Stated task 1:
Locate each line in the rows below that contains the word "willow", and copy those lines.

Page excerpt:
-------------------------

However, with age has come the addition of two of the most incredible human beings. I am a grandmother! I have a six year old granddaughter and a four year old grandson. If that is a part of growing old, then I say, bring it on in all of its glory. My two little ones make me feel young. When I am with them I have energy to run around the house with my grandson on my back and chase my husband with our granddaughter on his back. My daughter, who is a gracious and dignified woman, says that when we come to her home it is noisy and disruptive...I think she loves it!
Oh yes, and then there is the weight thing! You eat half of what you used to eat and you are twice the size. Okay, maybe that is a slight exaggeration, but really, I have rolls everywhere. And the cellulite thing is the worst. All these little dents and bumps pushing out, or is my skin just caving in? I don't know, but they are doing so without my permission. The question is, should a granny be skinny? I think not - a granny needs to be cuddly. So for the sake of my grandchildren I remain extremely cuddly. It is a sacrifice, but one I am willing to make.

-------------------------

Stated task 2:
Reproduce the passage above about being a grandmother in full, word for word.

-------------------------

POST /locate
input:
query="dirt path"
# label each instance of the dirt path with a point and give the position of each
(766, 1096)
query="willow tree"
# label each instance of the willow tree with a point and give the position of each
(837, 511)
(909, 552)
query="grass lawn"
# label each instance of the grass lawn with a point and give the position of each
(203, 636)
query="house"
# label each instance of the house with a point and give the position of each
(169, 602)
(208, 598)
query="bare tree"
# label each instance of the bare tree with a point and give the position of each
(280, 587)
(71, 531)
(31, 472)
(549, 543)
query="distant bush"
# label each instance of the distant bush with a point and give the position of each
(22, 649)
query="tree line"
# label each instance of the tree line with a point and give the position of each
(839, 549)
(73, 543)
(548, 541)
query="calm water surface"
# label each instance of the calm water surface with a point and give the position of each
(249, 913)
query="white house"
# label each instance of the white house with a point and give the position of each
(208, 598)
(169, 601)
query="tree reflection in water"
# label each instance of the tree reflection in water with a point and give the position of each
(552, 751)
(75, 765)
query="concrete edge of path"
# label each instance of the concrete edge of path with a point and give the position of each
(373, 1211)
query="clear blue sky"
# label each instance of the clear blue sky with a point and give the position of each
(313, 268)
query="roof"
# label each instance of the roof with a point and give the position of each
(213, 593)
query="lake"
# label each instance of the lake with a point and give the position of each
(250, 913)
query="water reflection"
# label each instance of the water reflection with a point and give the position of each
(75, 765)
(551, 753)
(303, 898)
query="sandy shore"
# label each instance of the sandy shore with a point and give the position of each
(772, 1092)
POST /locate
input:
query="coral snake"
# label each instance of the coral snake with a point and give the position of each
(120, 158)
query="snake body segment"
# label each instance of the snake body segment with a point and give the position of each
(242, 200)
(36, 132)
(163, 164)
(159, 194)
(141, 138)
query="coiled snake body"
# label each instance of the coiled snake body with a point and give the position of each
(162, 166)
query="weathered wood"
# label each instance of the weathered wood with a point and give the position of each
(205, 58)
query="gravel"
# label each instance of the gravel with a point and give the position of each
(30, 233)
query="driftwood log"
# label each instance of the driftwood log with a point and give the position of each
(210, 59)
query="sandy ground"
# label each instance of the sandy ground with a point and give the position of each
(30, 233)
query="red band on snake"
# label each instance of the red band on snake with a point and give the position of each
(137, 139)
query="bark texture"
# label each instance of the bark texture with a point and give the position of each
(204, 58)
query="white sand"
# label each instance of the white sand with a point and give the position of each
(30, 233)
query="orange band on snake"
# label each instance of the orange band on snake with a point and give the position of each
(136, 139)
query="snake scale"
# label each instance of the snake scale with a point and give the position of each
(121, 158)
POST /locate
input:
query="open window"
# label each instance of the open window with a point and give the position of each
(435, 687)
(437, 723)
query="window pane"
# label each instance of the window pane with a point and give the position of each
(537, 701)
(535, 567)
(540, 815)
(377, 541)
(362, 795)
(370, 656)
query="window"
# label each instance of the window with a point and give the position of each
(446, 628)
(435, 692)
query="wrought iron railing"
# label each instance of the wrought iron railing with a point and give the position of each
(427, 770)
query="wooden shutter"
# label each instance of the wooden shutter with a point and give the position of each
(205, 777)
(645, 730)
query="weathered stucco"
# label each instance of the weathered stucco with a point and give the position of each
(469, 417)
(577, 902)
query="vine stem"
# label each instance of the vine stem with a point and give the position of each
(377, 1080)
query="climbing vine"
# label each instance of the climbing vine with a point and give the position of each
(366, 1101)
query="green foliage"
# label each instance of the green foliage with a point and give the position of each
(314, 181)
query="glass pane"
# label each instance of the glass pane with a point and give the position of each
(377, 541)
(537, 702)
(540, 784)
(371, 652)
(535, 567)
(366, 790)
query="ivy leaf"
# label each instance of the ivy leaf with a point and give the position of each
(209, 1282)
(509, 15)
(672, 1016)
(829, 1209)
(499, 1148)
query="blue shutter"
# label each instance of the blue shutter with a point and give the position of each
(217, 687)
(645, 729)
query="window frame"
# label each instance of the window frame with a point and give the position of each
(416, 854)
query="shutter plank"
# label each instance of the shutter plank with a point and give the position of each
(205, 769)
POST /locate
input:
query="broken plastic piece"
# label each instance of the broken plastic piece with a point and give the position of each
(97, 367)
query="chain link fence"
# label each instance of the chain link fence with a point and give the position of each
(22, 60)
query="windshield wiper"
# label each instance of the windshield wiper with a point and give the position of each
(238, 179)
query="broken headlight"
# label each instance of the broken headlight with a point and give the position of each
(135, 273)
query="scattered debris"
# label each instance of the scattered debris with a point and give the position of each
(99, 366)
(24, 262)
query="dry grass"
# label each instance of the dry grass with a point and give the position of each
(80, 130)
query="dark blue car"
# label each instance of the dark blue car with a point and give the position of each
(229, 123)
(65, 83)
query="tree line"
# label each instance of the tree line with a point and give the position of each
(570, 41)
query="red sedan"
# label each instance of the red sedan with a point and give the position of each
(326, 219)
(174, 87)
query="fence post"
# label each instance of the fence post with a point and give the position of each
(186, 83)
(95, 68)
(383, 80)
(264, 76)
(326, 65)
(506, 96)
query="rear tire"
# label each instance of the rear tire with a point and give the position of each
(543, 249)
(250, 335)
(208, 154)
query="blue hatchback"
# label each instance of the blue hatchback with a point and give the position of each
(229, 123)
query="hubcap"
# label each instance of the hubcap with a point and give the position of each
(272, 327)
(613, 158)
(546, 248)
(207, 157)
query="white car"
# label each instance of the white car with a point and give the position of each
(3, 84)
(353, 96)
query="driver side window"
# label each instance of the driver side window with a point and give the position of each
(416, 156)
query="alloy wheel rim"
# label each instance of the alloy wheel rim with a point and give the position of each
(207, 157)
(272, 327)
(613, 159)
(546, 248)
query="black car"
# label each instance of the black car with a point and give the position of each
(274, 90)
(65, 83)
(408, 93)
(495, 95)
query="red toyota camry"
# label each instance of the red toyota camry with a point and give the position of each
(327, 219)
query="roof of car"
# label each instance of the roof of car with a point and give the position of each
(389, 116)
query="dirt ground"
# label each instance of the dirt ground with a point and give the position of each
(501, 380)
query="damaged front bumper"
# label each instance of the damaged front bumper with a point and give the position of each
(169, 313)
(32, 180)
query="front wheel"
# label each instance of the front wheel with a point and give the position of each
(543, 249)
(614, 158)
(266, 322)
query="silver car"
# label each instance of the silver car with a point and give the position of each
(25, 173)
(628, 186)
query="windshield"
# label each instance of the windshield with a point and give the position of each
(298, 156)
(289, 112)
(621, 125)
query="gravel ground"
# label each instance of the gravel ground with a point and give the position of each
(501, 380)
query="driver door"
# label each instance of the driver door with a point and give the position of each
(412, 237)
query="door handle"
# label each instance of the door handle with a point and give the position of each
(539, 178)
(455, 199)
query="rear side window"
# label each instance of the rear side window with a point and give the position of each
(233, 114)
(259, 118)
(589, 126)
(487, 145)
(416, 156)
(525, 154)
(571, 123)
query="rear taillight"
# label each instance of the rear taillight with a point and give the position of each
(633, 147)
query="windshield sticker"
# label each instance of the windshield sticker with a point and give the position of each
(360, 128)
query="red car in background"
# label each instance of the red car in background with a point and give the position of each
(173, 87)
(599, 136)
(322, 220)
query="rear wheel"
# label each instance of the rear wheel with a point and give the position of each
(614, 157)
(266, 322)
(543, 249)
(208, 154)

-------------------------

Full answer 1:
query="willow tree"
# label each instance of the willow tree with a point and give the position of each

Full answer 2:
However, with age has come the addition of two of the most incredible human beings. I am a grandmother! I have a six year old granddaughter and a four year old grandson. If that is a part of growing old, then I say, bring it on in all of its glory. My two little ones make me feel young. When I am with them I have energy to run around the house with my grandson on my back and chase my husband with our granddaughter on his back. My daughter, who is a gracious and dignified woman, says that when we come to her home it is noisy and disruptive...I think she loves it!
Oh yes, and then there is the weight thing! You eat half of what you used to eat and you are twice the size. Okay, maybe that is a slight exaggeration, but really, I have rolls everywhere. And the cellulite thing is the worst. All these little dents and bumps pushing out, or is my skin just caving in? I don't know, but they are doing so without my permission. The question is, should a granny be skinny? I think not - a granny needs to be cuddly. So for the sake of my grandchildren I remain extremely cuddly. It is a sacrifice, but one I am willing to make.